#### [Assignment]
Lines with the word "after" are the ones wanted. Copy each of them from the entries below.

#### [Material shown]
Content starts

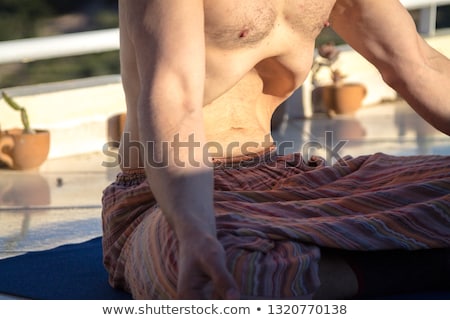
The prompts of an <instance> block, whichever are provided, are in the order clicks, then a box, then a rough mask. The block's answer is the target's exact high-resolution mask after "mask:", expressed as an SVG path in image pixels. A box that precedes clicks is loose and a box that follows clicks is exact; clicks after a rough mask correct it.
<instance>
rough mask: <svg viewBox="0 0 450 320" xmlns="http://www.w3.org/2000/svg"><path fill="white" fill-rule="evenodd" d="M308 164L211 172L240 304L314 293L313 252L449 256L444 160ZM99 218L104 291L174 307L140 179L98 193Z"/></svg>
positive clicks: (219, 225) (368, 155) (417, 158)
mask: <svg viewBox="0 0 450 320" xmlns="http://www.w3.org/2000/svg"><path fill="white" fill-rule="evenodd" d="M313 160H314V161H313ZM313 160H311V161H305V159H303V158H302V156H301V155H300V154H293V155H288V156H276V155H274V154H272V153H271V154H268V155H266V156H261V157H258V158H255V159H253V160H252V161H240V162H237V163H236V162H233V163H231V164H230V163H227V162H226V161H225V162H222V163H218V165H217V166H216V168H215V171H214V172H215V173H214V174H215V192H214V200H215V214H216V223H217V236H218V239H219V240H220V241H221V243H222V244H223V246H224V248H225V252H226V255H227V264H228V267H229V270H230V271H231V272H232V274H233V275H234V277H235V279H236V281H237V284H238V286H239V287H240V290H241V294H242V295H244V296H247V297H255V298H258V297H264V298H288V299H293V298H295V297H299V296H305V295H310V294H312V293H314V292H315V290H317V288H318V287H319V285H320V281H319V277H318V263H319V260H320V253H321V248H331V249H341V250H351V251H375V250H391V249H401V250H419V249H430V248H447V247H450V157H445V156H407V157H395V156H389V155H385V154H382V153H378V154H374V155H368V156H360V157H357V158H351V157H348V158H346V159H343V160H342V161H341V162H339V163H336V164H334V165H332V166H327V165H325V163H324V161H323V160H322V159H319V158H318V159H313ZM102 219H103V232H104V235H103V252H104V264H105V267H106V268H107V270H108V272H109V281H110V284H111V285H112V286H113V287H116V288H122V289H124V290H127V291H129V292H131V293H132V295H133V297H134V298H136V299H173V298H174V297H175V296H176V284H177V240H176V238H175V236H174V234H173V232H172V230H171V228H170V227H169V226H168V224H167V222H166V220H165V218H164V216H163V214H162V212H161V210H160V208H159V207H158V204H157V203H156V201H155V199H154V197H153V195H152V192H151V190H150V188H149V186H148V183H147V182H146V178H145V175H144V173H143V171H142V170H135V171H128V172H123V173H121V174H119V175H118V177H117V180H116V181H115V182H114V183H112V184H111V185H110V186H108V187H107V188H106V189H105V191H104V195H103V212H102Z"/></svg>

Content ends
Content starts

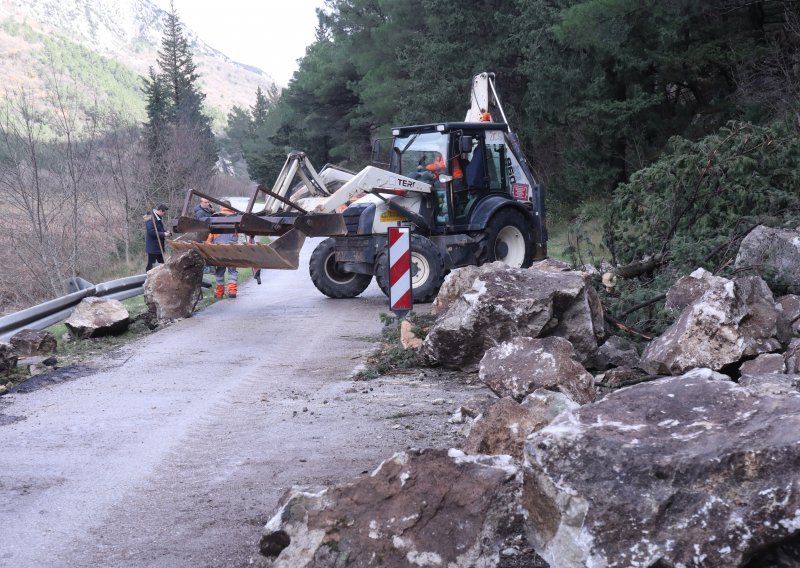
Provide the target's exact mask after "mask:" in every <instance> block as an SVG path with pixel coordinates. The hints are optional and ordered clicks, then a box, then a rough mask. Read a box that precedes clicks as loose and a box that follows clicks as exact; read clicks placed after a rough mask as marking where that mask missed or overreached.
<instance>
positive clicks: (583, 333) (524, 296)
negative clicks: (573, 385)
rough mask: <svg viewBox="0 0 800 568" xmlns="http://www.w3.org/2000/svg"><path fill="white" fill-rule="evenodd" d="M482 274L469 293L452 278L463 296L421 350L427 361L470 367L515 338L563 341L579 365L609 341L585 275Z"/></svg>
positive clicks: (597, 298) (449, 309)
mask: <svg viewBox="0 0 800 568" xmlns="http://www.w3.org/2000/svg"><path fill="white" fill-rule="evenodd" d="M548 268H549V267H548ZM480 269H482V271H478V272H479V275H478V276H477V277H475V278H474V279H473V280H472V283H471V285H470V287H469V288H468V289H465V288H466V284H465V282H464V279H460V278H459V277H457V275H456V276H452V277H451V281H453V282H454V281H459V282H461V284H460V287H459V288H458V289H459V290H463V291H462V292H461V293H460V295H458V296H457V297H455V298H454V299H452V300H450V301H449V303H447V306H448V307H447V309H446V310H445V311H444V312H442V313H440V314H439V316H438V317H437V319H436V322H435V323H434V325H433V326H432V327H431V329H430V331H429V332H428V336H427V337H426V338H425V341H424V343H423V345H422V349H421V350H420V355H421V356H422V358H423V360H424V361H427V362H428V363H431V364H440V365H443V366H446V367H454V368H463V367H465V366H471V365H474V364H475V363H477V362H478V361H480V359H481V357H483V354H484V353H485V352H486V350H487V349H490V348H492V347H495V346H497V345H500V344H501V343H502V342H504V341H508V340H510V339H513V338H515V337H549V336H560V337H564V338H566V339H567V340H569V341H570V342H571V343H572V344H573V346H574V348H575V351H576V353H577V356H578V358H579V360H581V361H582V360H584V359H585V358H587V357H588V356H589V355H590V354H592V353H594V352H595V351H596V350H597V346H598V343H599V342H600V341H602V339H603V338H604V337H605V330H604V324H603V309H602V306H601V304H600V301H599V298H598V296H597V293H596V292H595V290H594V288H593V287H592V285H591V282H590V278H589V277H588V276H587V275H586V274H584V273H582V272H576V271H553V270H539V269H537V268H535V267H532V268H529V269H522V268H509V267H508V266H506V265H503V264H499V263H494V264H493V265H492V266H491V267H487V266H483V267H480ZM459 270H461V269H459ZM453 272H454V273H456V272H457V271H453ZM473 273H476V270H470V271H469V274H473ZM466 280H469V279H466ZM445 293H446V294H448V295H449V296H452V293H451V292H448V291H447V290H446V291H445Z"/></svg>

Content ends

#### [Exercise output]
The prompts of an <instance> block, whichever are provided, are in the order clicks, then a box, then a rough mask. The block's answer is the target's exact high-resolution mask after "mask:", expressed as an SVG path in image pixels. A box that precedes clicks is loose and a box that follows clicks is exact; clicks after a rough mask correct it.
Provide the target's exact mask after "mask:" in every <instance> block as an SVG path with pixel coordinates. The hints are optional and ordered clicks, then a box, then a rough mask. Read a box that precedes clicks as loose and a box that follows clicks as exact; read clicks placed after a rough mask as marking where that mask missed or overreached.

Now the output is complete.